● TO DO: The records underneath are to be printed in full and exactly, with no pictures carried over.

▼▼▼

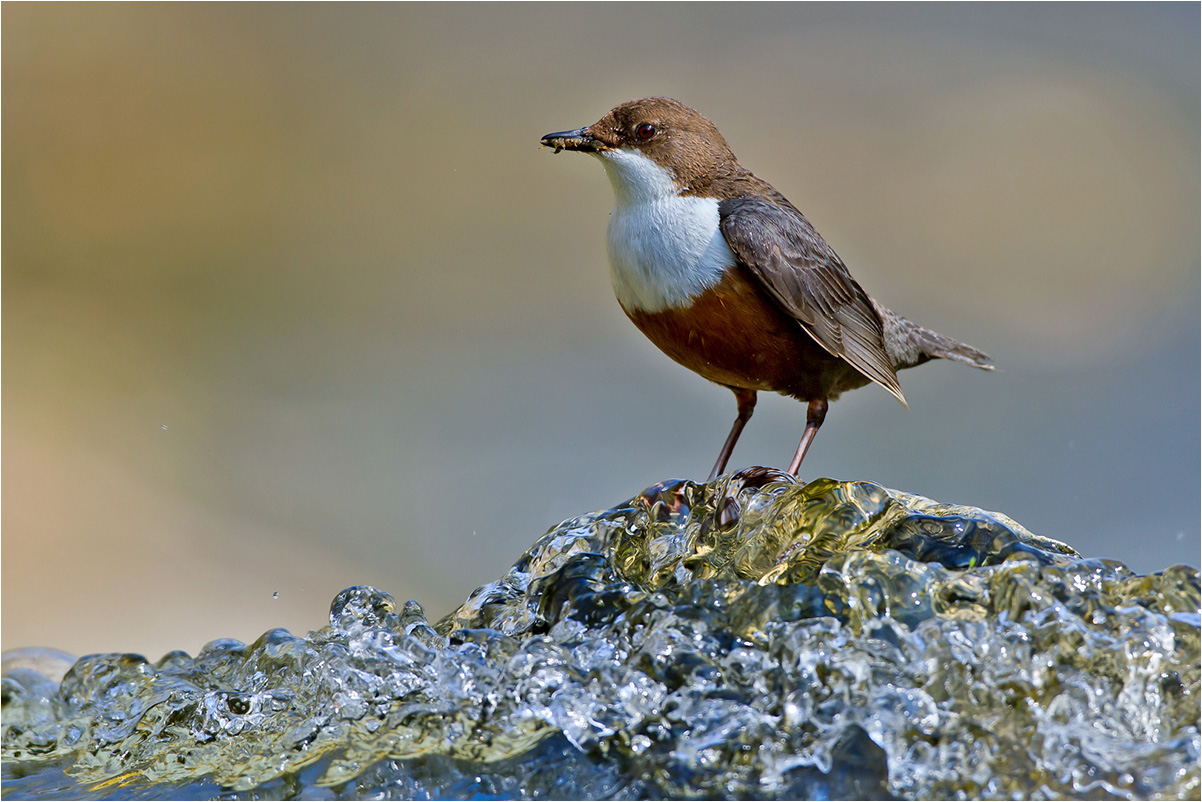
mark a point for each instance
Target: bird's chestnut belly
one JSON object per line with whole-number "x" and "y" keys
{"x": 735, "y": 336}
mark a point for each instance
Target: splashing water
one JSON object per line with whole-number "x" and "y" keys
{"x": 749, "y": 637}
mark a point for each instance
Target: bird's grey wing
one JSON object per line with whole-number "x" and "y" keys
{"x": 809, "y": 281}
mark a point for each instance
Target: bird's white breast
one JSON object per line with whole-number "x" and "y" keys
{"x": 665, "y": 249}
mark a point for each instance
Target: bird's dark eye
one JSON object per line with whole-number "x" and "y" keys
{"x": 646, "y": 131}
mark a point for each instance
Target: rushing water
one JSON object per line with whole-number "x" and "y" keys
{"x": 750, "y": 637}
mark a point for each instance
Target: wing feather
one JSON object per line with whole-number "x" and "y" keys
{"x": 810, "y": 283}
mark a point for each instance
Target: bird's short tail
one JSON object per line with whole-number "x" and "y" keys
{"x": 934, "y": 344}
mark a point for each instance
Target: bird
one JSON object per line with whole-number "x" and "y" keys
{"x": 730, "y": 279}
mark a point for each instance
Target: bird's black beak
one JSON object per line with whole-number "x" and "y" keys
{"x": 578, "y": 140}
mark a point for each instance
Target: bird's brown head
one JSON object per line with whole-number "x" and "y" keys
{"x": 666, "y": 131}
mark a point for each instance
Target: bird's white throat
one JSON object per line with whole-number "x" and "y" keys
{"x": 665, "y": 249}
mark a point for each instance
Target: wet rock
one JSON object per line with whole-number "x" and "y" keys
{"x": 747, "y": 639}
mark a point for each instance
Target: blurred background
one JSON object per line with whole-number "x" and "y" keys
{"x": 293, "y": 301}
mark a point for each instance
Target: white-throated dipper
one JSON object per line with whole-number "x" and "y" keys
{"x": 727, "y": 278}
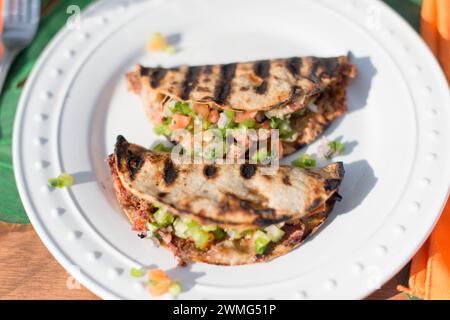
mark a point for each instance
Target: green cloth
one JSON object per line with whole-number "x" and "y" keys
{"x": 53, "y": 18}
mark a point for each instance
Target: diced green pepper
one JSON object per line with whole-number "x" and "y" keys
{"x": 181, "y": 228}
{"x": 162, "y": 129}
{"x": 63, "y": 180}
{"x": 209, "y": 228}
{"x": 137, "y": 273}
{"x": 163, "y": 218}
{"x": 201, "y": 238}
{"x": 305, "y": 161}
{"x": 274, "y": 122}
{"x": 230, "y": 115}
{"x": 248, "y": 123}
{"x": 219, "y": 234}
{"x": 337, "y": 147}
{"x": 275, "y": 234}
{"x": 153, "y": 227}
{"x": 234, "y": 234}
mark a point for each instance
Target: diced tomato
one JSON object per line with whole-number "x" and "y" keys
{"x": 179, "y": 121}
{"x": 157, "y": 275}
{"x": 139, "y": 225}
{"x": 242, "y": 116}
{"x": 280, "y": 149}
{"x": 265, "y": 125}
{"x": 155, "y": 116}
{"x": 213, "y": 116}
{"x": 242, "y": 139}
{"x": 159, "y": 282}
{"x": 202, "y": 110}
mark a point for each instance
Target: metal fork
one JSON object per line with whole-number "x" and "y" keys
{"x": 20, "y": 22}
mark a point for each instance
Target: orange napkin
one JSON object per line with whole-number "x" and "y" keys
{"x": 435, "y": 30}
{"x": 430, "y": 269}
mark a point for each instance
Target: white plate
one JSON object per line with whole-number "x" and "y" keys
{"x": 397, "y": 134}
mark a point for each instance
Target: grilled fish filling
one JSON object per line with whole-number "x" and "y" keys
{"x": 298, "y": 96}
{"x": 191, "y": 240}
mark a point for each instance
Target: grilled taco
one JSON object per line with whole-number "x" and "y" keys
{"x": 221, "y": 214}
{"x": 298, "y": 96}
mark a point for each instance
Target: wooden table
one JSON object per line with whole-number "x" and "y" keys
{"x": 29, "y": 271}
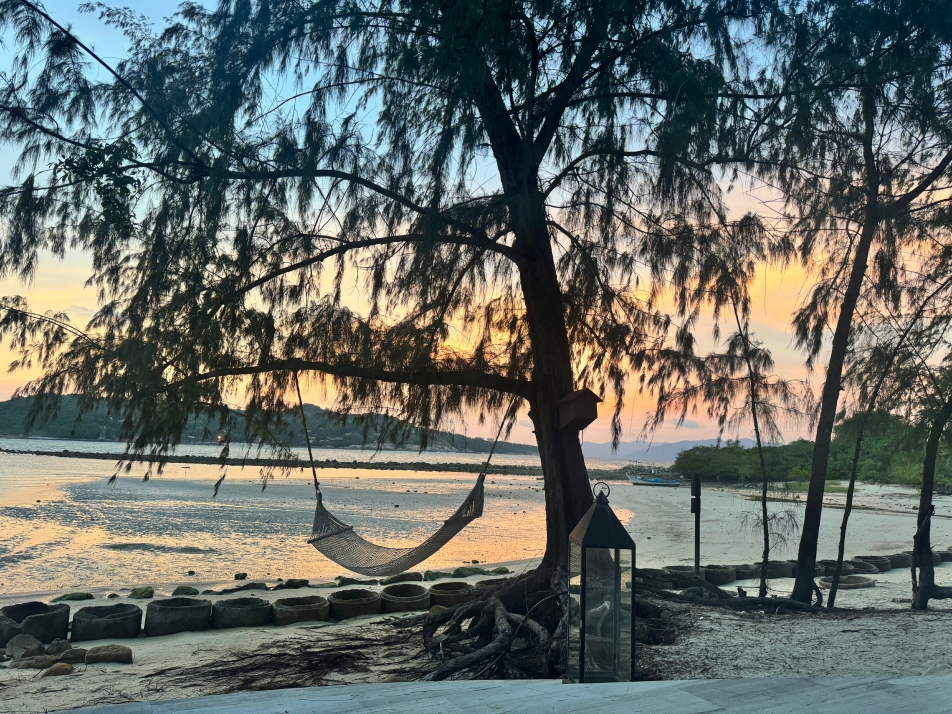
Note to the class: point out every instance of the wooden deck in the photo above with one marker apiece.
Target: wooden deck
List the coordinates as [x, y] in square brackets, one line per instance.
[842, 695]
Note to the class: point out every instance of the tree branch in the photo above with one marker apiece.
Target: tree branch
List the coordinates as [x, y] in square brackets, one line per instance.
[421, 377]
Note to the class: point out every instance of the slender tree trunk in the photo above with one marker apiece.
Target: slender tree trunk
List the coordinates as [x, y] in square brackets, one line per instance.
[763, 494]
[760, 450]
[841, 549]
[568, 493]
[925, 588]
[809, 540]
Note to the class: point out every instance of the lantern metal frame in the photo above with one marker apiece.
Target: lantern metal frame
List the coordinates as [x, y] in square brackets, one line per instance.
[599, 529]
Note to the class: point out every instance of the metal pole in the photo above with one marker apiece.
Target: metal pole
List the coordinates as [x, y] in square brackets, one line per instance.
[696, 510]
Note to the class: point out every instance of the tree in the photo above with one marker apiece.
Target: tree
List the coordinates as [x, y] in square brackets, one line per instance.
[491, 175]
[860, 150]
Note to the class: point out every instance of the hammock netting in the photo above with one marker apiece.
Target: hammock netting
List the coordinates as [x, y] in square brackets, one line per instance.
[338, 541]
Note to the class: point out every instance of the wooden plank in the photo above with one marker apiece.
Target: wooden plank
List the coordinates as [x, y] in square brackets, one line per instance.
[840, 695]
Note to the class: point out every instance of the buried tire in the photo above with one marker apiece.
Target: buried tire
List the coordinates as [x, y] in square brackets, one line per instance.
[354, 603]
[719, 574]
[880, 561]
[177, 614]
[861, 567]
[404, 597]
[901, 560]
[106, 622]
[241, 612]
[828, 567]
[848, 582]
[453, 592]
[776, 569]
[45, 622]
[289, 610]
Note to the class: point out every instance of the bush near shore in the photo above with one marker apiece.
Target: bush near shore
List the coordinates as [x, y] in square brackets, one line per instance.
[892, 452]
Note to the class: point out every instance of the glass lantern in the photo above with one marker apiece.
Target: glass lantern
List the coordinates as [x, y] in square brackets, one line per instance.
[601, 631]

▲▲▲

● SOLUTION TO THE EXERCISE:
mark a point for each instance
Target: bird's chestnut belly
one JSON object per line with whole-number "x" and "y" keys
{"x": 735, "y": 336}
mark a point for each instance
Target: splashing water
one JSON object per line with whole-number "x" and "y" keys
{"x": 749, "y": 637}
mark a point for each instance
Target: bird's grey wing
one JSON object per line with whole-number "x" and "y" keys
{"x": 809, "y": 281}
mark a point for each instance
Target: bird's white breast
one JSON object per line with whole-number "x" and "y" keys
{"x": 665, "y": 249}
mark a point for each instance
Target: bird's dark eye
one JSON object per line with whole-number "x" and "y" keys
{"x": 646, "y": 131}
mark a point for each instance
Target: rushing water
one JSON object per line with whole-number "x" and "y" keys
{"x": 750, "y": 637}
mark a point for each instance
Target: wing feather
one JSON object per line with whole-number "x" and "y" keys
{"x": 810, "y": 283}
mark a point for each instance
Target: bird's short tail
one JSON object per line with whole-number "x" and "y" keys
{"x": 934, "y": 344}
mark a point for each instance
Target: bird
one JSON object per line with whole-number "x" and "y" keys
{"x": 730, "y": 279}
mark a point for each instance
Target: bird's black beak
one JSON object per line with whole-number "x" and "y" keys
{"x": 578, "y": 140}
mark a point for each instance
Target: bird's brown head
one JSON object per line with whole-number "x" and "y" keys
{"x": 666, "y": 131}
mark a point for each instance
Target: bird's white throat
one JSON object per line with whole-number "x" and "y" keys
{"x": 665, "y": 249}
mark a point for each instance
Target: wet rock
one JSON object per line with whole-number "x" and "y" keys
{"x": 747, "y": 639}
mark a point for each instance
Target: blurred background
one JSON object per line with whole-number "x" and "y" keys
{"x": 293, "y": 301}
mark a point for each instance
Target: white-throated dipper
one JSON object per line with whole-number "x" and "y" keys
{"x": 727, "y": 278}
mark a point for each instance
Target: green cloth
one JSON object per line with whole-number "x" and "y" keys
{"x": 53, "y": 18}
mark a point for each instance
Target: diced green pepper
one JSON object per line with whole-number "x" and "y" keys
{"x": 181, "y": 228}
{"x": 162, "y": 129}
{"x": 63, "y": 180}
{"x": 209, "y": 228}
{"x": 137, "y": 273}
{"x": 163, "y": 218}
{"x": 201, "y": 238}
{"x": 305, "y": 161}
{"x": 274, "y": 122}
{"x": 230, "y": 115}
{"x": 248, "y": 123}
{"x": 219, "y": 234}
{"x": 337, "y": 147}
{"x": 275, "y": 234}
{"x": 153, "y": 227}
{"x": 234, "y": 234}
mark a point for each instance
Target: diced tomato
one JSON object per line with whole-number "x" and "y" keys
{"x": 179, "y": 121}
{"x": 157, "y": 275}
{"x": 139, "y": 225}
{"x": 242, "y": 116}
{"x": 280, "y": 149}
{"x": 265, "y": 125}
{"x": 155, "y": 116}
{"x": 213, "y": 116}
{"x": 242, "y": 139}
{"x": 159, "y": 282}
{"x": 202, "y": 110}
mark a point for each instance
Target: metal fork
one JSON object per line with whole-number "x" and "y" keys
{"x": 20, "y": 22}
mark a point for each instance
Target: orange napkin
one JSON object per line with whole-number "x" and "y" keys
{"x": 435, "y": 30}
{"x": 430, "y": 269}
mark a point for each instance
Target: white plate
one JSON object per line with whole-number "x" and "y" keys
{"x": 397, "y": 134}
mark a point for each instance
Target: grilled fish filling
one JSON object per line with whole-number "x" and "y" keys
{"x": 298, "y": 96}
{"x": 191, "y": 240}
mark a point for each instance
Target: grilled taco
one JSON object per line with whole-number "x" and "y" keys
{"x": 221, "y": 214}
{"x": 298, "y": 96}
mark a point for each instance
Target: wooden table
one JSON object per line with whole-number "x" and "y" keys
{"x": 29, "y": 271}
Note to the class: point out every instance of the wooden deck in the photo above with one marker apiece.
Target: wooden deck
List the coordinates as [x, y] in square brackets, one line per instance.
[842, 695]
Note to the class: point out every instance of the tree branch in the photo above with one marker apiece.
Target: tree branch
List the coordinates as [x, y] in square brackets, one line per instance.
[421, 377]
Note to the class: point out every instance of the slender tree trunk in the photo above with one marker apiece.
Target: slender tree trunk
List the coordinates as [x, y] in square brackets, one line per instance.
[763, 494]
[760, 450]
[841, 549]
[568, 493]
[925, 588]
[809, 540]
Note to the class: point out every instance of the lantern metal frame in the photo above with one marker apiece.
Target: lantern metal frame
List the coordinates as [x, y] in square brackets, one line per instance.
[599, 529]
Note to the class: point out every instance of the metal pole in the photo above with one marker apiece.
Target: metal pole
List the coordinates as [x, y] in square brackets, one line per instance.
[696, 510]
Note to the class: point out every instance of the tree in the photo above with one marker apiece.
Target: tree
List the coordinates as [x, y] in square brackets, one line per instance.
[491, 175]
[860, 150]
Note to the class: point out every instance of the hammock netting in the photo above with one marker apiece.
Target: hammock netting
List the coordinates as [x, y] in square brackets, one line per instance.
[338, 541]
Note to the class: point out every instance of the wooden plank in the photo above with one marker apiece.
Target: wooden plank
List the coordinates as [x, y] in square brackets, one line per instance.
[840, 695]
Note to the class: point out every instance of the buried tire in the photo above with one marker apiece.
Target: buried tire
List the coordinates as [x, y] in square brackets, one line per instance.
[354, 603]
[719, 574]
[880, 561]
[177, 614]
[861, 567]
[404, 597]
[901, 560]
[106, 622]
[241, 612]
[828, 567]
[848, 582]
[453, 592]
[776, 569]
[45, 622]
[289, 610]
Note to the class: point out every instance of the bush near shore in the photo above with one marker apiece.
Target: bush near shore
List the coordinates as [x, y] in square brackets, one line per instance.
[892, 452]
Note to the class: point out every instance of the glass lantern in the photo above with one marker apiece.
Target: glass lantern
List the coordinates as [x, y] in square brackets, one line per instance.
[601, 631]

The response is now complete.